• INSTRUÇÃO DE TRABALHO A: Segundo o excerto sobre o Cícero Bistrot, em que ano chega Cícero Dias a Lisboa?
• INSTRUÇÃO DE TRABALHO B:
Indique se cada afirmação está de acordo com o excerto sobre o Cícero Bistrot, respondendo sim ou não e citando as palavras do excerto que o decidem.
(i) O proprietário mudou-se para Lisboa no final de 2021.
(ii) Cícero Dias viveu em Lisboa até à sua morte.
(iii) O restaurante está dividido em quatro salas.

Neste restaurante lisboeta, a arte está presente da porta de entrada à mesa, em homenagem ao pintor brasileiro que lhe dá o nome. E a gastronomia, essa, é também uma homenagem à conexão de três países, Brasil, Portugal e França.
É o proprietário, o empresário brasileiro Paulo Dalla Nora Macedo, que começa por contar a sua própria história, o que o fez vir para Lisboa. A pandemia foi o empurrão, o facto de o filho ainda não ter ingressado no sistema de ensino ajudou, e ter um amigo que veio antes, também para abrir um restaurante, fechou a decisão. A mudança acontece, assim, no final de 2021.
Colecionador de arte há 25 anos, com um espólio alimentado pela pintura, fez questão de trazer na bagagem muitas dessas peças, além de quadros, móveis, tapeçarias e outras obras. São estas peças que dão forma às três salas em que se desdobra o Cícero Bistrot.
É aqui que entra a história do nome. Cícero, de apelido Dias, pintor do modernismo brasileiro que aproveita uma exposição na Europa para escapar à ditadura do Estado Novo, instaurada em 1937 por Getúlio Vargas. Paris é o seu refúgio, aí tendo desenvolvido amizade com Pablo Picasso, mas viria a ser preso durante a ocupação de França pelos nazis. Em 1942, é resgatado de um campo de concentração e chega a Lisboa, como adido cultural da embaixada do Brasil. Aqui, frequenta restaurantes e cafés, onde toma contacto com os personagens da cena cultural portuguesa, ao mesmo tempo, que se deixa inspirar pela luz da cidade. Acabaria por regressar à capital francesa, onde vive até 2003, ano da sua morte.

• CONJUNTO DE ITENS:
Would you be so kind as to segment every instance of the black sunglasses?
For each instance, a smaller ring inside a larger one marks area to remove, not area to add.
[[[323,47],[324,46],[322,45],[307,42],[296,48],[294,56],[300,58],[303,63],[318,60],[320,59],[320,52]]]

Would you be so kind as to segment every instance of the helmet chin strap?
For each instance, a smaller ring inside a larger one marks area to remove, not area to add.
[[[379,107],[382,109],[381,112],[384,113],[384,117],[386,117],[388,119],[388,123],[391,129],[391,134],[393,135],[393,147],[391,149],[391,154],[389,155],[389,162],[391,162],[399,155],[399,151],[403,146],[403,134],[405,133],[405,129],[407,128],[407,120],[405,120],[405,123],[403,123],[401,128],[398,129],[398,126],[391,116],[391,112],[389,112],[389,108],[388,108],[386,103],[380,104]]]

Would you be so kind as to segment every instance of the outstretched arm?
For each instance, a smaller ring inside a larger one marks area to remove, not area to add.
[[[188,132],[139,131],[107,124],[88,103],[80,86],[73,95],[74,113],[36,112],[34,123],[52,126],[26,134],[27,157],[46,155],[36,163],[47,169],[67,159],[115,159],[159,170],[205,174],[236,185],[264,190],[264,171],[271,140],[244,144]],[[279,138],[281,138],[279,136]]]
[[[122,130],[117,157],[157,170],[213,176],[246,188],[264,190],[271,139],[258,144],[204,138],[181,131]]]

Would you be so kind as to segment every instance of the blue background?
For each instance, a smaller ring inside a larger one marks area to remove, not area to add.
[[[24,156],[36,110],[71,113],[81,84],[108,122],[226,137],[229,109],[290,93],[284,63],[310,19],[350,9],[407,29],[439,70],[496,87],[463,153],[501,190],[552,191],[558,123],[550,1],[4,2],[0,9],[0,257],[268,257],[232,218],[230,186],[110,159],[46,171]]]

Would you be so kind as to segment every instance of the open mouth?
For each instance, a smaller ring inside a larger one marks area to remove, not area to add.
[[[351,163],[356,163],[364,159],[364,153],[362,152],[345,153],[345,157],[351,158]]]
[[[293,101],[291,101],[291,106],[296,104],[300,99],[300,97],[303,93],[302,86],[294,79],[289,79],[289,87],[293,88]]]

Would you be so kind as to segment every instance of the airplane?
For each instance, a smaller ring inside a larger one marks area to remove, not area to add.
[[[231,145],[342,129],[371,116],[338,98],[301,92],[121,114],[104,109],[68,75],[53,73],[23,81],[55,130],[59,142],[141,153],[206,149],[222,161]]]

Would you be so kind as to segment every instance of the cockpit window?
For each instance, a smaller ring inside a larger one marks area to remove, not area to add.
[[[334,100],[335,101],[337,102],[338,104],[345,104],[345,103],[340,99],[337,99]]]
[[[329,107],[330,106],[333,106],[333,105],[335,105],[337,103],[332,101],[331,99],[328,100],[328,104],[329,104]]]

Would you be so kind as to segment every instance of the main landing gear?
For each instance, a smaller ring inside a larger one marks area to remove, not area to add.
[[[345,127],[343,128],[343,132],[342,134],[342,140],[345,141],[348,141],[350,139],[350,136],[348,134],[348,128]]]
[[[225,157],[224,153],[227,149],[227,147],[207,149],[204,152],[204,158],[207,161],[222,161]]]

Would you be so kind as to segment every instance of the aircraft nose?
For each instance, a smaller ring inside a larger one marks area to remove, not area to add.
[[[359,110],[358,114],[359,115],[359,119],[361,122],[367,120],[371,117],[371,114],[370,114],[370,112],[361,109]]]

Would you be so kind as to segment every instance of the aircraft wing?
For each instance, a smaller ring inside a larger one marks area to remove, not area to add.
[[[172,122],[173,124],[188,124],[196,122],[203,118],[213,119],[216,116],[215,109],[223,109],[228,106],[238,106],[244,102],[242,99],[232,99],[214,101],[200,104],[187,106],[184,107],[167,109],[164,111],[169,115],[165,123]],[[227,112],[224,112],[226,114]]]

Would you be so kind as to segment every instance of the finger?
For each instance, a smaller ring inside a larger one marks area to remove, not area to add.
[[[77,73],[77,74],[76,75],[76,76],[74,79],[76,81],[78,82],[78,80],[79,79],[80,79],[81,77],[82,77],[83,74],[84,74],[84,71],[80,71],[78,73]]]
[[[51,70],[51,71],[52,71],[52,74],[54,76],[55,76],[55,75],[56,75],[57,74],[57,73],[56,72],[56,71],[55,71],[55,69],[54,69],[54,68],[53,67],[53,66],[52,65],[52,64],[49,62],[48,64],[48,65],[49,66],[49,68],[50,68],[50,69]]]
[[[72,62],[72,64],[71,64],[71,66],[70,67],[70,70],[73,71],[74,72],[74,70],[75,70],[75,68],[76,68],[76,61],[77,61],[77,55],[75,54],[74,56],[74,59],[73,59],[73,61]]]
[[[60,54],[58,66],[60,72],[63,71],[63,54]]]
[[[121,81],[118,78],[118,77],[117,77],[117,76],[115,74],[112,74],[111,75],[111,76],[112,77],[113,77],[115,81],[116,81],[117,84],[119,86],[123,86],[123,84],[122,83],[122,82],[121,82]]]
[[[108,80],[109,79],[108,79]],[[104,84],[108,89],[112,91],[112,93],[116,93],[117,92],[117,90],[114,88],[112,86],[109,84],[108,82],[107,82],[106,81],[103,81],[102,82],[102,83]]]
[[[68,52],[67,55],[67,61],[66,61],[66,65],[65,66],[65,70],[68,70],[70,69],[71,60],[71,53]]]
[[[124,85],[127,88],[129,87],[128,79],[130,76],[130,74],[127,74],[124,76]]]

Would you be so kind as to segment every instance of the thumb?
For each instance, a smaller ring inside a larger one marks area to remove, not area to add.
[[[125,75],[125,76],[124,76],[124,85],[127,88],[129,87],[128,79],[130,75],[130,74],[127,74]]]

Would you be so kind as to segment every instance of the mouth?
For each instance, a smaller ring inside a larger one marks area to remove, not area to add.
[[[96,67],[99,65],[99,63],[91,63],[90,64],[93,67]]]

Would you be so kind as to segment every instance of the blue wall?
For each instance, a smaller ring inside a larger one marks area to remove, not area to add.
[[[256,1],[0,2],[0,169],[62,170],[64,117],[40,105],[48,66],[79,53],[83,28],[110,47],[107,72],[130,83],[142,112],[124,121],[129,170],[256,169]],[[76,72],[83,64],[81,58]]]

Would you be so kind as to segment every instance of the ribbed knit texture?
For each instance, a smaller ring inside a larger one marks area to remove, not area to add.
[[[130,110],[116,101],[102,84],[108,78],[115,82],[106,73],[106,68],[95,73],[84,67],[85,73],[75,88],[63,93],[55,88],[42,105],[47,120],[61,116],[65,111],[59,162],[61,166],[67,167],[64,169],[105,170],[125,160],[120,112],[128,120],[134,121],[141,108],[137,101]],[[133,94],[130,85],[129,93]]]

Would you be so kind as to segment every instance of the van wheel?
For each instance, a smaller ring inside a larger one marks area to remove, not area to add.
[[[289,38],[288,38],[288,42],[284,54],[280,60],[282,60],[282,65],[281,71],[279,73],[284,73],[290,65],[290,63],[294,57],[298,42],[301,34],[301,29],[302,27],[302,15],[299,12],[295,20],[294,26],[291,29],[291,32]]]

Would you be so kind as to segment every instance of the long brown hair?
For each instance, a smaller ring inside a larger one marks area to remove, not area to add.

• RESPOSTA ESCRITA A: Em 1942.

• RESPOSTA ESCRITA B:
(i) Sim: «A mudança acontece, assim, no final de 2021.»
(ii) Não: «Acabaria por regressar à capital francesa, onde vive até 2003, ano da sua morte.»
(iii) Não: «São estas peças que dão forma às três salas em que se desdobra o Cícero Bistrot.»